> [Records to process]
--- BEGIN ---

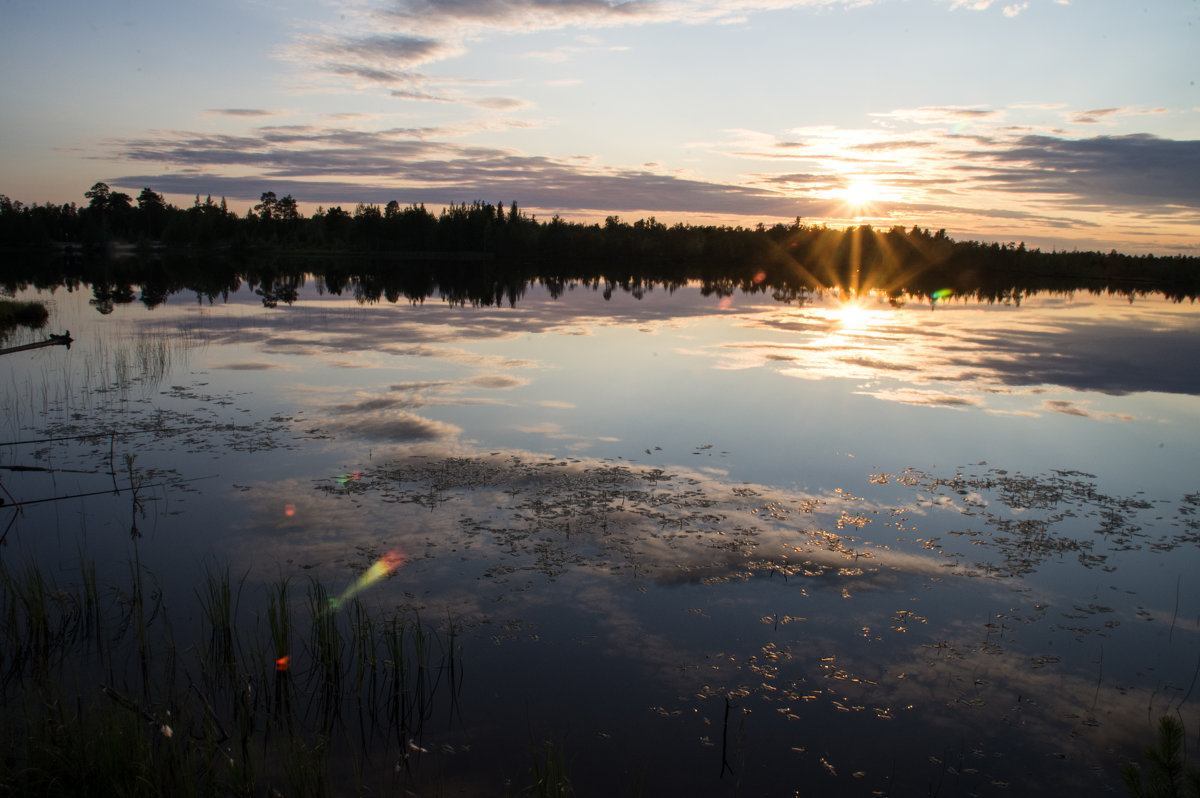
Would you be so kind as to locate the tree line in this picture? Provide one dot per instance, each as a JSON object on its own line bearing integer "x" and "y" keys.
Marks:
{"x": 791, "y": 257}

--- END ---
--- BEGIN ---

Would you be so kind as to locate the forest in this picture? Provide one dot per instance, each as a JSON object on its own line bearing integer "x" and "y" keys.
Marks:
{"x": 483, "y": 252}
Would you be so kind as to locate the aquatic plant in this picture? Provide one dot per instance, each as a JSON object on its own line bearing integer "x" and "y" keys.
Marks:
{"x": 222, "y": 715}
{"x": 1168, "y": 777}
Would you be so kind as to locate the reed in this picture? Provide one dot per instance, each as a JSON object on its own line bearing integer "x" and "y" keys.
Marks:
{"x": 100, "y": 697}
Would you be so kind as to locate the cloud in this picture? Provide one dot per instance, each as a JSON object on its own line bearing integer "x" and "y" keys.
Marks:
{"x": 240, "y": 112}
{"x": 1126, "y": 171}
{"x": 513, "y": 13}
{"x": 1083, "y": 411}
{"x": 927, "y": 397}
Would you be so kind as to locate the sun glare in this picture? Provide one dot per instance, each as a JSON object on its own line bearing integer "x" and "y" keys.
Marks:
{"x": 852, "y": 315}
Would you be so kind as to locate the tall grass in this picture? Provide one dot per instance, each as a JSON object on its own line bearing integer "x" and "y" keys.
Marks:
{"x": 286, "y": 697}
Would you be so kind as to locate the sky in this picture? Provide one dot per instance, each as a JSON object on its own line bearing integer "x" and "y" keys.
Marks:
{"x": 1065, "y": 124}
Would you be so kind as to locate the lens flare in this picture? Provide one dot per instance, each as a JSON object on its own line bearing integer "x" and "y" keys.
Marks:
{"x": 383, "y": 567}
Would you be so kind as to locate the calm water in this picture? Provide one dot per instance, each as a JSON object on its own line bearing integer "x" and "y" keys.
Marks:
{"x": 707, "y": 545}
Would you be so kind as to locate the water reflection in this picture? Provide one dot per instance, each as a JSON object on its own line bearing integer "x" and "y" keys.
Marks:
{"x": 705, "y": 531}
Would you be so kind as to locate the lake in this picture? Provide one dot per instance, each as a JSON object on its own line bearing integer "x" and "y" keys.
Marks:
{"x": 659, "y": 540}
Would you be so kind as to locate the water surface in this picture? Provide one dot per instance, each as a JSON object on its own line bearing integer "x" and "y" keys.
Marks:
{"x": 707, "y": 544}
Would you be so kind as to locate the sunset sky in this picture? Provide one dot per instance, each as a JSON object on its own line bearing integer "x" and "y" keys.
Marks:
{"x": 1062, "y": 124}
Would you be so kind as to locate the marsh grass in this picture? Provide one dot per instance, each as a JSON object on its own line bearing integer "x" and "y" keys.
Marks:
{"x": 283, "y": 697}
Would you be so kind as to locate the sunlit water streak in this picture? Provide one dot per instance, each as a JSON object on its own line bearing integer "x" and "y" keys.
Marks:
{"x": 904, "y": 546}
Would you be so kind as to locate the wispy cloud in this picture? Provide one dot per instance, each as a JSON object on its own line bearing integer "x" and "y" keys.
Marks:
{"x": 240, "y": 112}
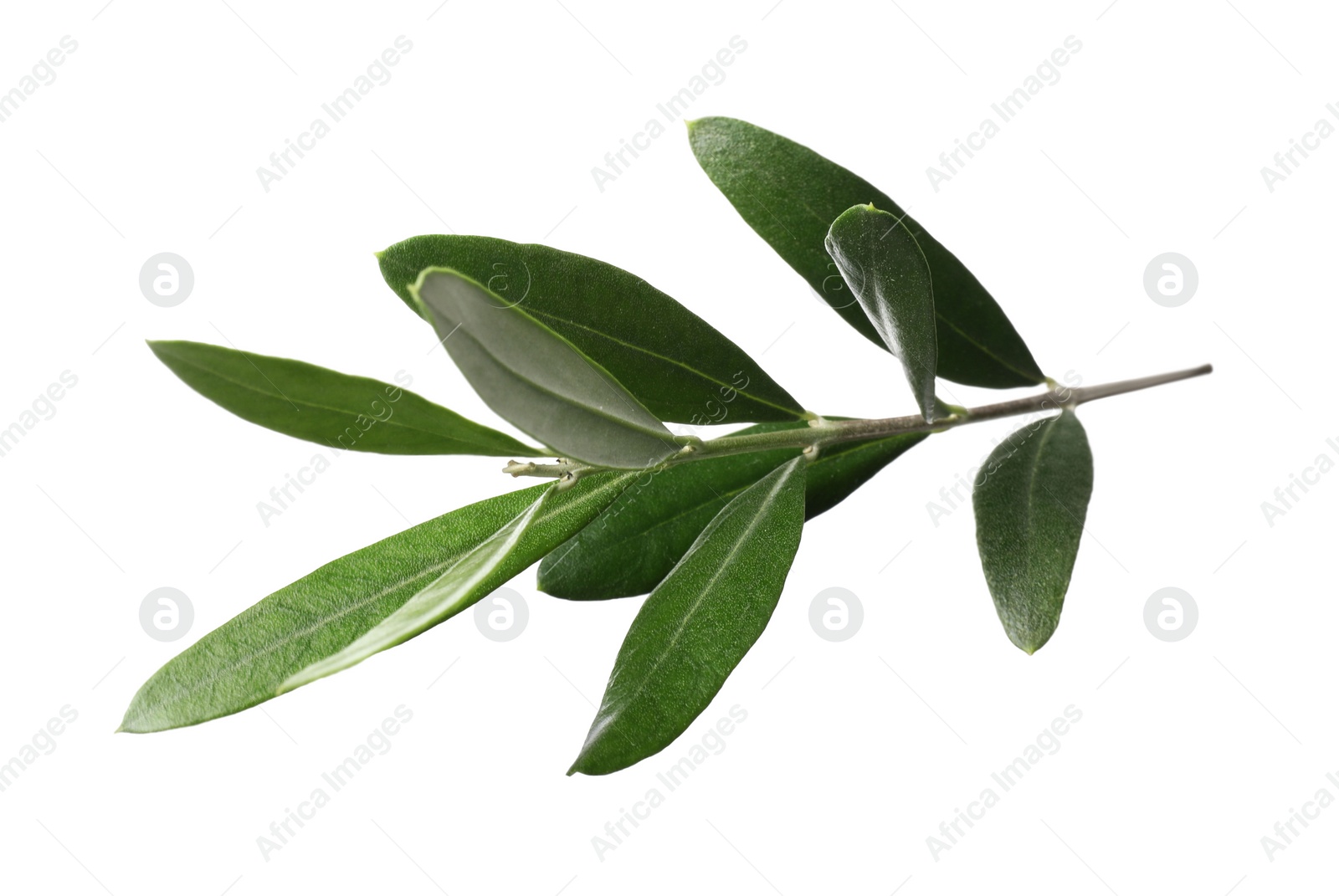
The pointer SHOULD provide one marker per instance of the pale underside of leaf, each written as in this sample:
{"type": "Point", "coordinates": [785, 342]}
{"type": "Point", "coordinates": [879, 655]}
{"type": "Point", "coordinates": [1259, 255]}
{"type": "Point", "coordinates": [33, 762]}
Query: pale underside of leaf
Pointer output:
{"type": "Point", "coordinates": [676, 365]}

--- END ---

> [What the exercise asks]
Pick out every line in the rows above that contains the string "type", and copy each of those lines in full. Letter case matters.

> [Answer below]
{"type": "Point", "coordinates": [785, 342]}
{"type": "Point", "coordinates": [879, 655]}
{"type": "Point", "coordinates": [1259, 255]}
{"type": "Point", "coordinates": [33, 762]}
{"type": "Point", "coordinates": [676, 365]}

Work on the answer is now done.